→ 課題本文
──────────────────────────────

Sunday, June 16, 2013

よそはよそ、うちはうち! ー メルマガ6月16日号


今週の随感記 
今週の出来事や最近感じたりしたことについての独り言

先週シアトル時間日曜日の午後3時過ぎ(日本時間今週月曜日、朝7時過ぎ)に妹から電話。「金曜日に緊急入院した父に元気づける言葉でもかけて欲しい」と。すでに喋ることは出来ませんでしたが、頷きながらの返事だけは聞こえました。そして、電話を切った数分後、眠るように息を引き取りました。翌日には飛行機に飛び乗り帰国。友引で通夜、葬儀が1日遅れたことがあって間に合いました。きっと待っててくれていたのでしょう。

公と書いて「ただし」。名前そのままの漢でした。

幼少の頃、「よそはよそ、うちはうち!」が怒るときの口癖でした。

友達の持っている玩具が欲しくてねだったことがありました。怒られたときの言葉が「よそはよそ、うちはうち!」 当時、祖父母と暮していた家の裏が竹やぶ。しつこく強請る私を箱に詰めて、夜に竹やぶに置き去りにしました。それから一切、親にねだることはなくなりました。

──────────────────────────────

→ 抜粋資料
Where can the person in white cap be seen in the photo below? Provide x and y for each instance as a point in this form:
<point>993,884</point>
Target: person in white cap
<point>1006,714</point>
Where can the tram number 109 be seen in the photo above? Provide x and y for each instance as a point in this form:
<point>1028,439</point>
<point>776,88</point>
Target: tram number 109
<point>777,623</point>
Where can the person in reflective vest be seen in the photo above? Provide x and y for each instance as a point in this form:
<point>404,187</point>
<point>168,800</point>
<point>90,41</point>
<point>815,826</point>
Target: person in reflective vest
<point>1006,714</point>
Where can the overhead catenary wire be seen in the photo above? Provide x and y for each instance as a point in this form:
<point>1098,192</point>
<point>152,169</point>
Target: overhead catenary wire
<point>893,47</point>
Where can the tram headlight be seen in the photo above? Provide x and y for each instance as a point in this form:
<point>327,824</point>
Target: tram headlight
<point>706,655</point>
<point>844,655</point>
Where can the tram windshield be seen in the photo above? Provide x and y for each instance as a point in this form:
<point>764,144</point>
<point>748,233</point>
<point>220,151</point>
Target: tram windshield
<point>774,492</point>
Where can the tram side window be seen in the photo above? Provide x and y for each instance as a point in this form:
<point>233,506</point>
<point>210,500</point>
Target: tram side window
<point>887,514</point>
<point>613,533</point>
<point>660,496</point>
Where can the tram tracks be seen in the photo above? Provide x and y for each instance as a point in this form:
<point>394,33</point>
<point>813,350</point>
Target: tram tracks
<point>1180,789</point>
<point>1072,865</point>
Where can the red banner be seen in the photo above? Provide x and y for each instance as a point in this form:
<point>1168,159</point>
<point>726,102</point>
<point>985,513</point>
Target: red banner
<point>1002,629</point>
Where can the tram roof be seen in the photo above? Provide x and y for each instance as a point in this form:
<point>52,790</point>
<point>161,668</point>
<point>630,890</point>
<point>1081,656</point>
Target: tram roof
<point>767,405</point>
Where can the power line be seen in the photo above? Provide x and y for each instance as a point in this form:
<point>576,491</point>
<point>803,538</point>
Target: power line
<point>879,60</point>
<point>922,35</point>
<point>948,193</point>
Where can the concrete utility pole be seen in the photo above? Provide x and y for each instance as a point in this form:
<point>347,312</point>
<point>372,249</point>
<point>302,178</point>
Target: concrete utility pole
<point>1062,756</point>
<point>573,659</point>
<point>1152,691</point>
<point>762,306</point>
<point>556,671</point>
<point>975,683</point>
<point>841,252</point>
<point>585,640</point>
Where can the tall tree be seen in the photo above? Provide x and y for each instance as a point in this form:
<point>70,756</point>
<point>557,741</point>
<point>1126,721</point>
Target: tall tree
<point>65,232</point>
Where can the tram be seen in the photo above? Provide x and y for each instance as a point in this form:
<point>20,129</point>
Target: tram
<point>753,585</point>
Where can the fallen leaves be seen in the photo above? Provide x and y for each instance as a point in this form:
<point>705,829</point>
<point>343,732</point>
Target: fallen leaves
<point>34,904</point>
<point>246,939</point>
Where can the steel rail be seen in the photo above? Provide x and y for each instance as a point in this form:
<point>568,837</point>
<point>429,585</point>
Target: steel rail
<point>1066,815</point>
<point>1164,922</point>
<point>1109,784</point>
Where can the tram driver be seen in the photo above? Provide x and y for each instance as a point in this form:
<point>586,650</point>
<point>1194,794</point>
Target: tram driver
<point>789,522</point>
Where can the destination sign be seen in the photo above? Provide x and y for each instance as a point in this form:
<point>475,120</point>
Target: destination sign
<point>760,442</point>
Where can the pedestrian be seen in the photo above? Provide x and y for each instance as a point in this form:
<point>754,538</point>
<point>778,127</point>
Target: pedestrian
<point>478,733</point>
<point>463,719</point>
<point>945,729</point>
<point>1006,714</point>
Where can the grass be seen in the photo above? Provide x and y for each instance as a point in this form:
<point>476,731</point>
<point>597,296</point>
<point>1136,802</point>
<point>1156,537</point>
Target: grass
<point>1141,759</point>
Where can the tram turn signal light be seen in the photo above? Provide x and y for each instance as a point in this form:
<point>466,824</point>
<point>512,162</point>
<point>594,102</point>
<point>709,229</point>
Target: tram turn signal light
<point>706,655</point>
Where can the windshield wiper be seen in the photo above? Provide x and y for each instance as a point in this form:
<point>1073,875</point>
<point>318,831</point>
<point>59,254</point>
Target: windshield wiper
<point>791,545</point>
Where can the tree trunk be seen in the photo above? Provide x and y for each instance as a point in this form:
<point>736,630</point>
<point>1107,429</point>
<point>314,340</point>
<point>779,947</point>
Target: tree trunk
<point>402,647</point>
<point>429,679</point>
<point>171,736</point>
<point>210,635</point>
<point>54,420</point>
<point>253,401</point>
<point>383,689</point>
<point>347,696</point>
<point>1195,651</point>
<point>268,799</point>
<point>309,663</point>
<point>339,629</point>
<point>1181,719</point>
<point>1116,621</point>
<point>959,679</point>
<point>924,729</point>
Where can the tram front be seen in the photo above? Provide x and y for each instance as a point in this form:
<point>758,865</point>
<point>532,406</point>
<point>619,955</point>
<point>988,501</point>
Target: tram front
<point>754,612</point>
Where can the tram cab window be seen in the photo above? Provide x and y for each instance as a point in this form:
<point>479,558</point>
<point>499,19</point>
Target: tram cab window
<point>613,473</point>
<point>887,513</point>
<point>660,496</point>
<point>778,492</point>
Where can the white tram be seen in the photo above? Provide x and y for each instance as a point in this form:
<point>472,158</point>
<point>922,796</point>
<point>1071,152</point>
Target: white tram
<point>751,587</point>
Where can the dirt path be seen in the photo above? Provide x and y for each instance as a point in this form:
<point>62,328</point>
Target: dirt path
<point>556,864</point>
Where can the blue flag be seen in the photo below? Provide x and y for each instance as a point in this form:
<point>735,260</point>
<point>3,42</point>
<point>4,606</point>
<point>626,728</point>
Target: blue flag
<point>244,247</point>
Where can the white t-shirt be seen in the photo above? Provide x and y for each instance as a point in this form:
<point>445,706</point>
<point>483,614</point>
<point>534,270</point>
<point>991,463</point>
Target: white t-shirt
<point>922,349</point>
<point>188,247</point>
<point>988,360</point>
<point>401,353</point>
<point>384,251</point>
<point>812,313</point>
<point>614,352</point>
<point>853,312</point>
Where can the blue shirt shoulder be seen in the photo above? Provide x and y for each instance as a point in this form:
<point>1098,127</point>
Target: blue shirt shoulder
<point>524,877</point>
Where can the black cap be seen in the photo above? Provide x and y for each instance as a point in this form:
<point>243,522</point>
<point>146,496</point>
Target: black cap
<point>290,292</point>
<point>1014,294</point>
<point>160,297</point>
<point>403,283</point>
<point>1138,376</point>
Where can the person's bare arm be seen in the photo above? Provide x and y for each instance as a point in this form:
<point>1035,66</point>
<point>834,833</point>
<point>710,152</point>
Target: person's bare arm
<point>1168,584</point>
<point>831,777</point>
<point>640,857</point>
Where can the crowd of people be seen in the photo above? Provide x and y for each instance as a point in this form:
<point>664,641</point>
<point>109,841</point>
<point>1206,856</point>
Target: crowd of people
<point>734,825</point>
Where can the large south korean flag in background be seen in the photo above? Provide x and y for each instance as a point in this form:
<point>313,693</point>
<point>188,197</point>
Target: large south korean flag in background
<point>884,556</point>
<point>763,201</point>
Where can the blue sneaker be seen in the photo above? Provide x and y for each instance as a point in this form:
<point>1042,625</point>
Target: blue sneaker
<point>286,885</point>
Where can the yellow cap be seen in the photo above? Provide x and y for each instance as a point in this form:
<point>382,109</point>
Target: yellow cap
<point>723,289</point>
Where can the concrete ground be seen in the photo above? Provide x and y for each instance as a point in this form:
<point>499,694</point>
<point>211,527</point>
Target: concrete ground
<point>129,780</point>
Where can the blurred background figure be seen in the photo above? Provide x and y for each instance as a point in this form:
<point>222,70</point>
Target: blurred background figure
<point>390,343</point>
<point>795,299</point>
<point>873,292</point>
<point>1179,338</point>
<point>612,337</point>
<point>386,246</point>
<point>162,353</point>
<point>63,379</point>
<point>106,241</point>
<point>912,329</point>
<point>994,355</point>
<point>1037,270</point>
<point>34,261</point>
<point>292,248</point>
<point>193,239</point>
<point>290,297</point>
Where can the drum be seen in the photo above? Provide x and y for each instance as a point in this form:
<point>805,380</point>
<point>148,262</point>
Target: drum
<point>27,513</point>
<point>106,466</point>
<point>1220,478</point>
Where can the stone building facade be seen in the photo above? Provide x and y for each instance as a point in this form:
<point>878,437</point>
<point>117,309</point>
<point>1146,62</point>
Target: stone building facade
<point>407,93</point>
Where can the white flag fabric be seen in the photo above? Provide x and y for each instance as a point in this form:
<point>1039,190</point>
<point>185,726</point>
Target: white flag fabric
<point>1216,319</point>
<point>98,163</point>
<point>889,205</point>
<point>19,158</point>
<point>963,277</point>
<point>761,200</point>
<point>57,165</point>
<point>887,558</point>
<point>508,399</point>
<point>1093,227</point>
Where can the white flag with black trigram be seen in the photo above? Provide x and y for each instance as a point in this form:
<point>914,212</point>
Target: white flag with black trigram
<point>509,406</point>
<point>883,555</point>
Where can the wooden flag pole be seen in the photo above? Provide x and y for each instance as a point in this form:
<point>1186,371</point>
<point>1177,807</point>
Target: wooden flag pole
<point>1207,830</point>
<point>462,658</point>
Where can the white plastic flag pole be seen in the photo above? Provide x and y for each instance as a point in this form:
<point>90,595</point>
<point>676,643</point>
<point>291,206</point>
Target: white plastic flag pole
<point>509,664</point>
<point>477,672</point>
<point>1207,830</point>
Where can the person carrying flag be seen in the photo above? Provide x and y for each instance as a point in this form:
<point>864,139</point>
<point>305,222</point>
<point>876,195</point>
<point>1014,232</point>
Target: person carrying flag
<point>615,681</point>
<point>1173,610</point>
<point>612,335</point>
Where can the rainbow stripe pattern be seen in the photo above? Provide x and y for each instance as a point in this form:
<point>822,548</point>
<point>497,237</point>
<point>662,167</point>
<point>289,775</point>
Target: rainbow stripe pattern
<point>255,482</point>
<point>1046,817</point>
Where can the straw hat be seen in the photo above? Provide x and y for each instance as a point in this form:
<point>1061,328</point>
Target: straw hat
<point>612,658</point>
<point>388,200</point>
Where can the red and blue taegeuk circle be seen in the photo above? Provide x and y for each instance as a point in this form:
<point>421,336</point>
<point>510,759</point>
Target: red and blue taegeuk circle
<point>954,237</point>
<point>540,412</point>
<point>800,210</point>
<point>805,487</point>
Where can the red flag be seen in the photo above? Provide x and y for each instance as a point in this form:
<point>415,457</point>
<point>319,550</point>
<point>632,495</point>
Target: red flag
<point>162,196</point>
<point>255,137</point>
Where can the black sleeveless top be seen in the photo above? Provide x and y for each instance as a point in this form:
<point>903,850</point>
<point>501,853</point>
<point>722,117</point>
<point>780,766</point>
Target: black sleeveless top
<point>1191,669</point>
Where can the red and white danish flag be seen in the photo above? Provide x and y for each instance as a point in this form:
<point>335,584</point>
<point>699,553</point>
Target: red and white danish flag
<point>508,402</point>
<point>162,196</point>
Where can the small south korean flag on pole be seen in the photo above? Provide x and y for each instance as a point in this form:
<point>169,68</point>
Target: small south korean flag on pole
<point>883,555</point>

──────────────────────────────

→ 課題内容
本文のうち「先週シアトル時間日曜日の午後」で始まり「公と書いて「ただし」。名前そのままの漢でした。」で終わる部分を、「妹」を「姉」に置き換えて書き直せ。 本文だけを手がかりにすること。

→ 結果
先週シアトル時間日曜日の午後3時過ぎ(日本時間今週月曜日、朝7時過ぎ)に姉から電話。「金曜日に緊急入院した父に元気づける言葉でもかけて欲しい」と。すでに喋ることは出来ませんでしたが、頷きながらの返事だけは聞こえました。そして、電話を切った数分後、眠るように息を引き取りました。翌日には飛行機に飛び乗り帰国。友引で通夜、葬儀が1日遅れたことがあって間に合いました。きっと待っててくれていたのでしょう。

公と書いて「ただし」。名前そのままの漢でした。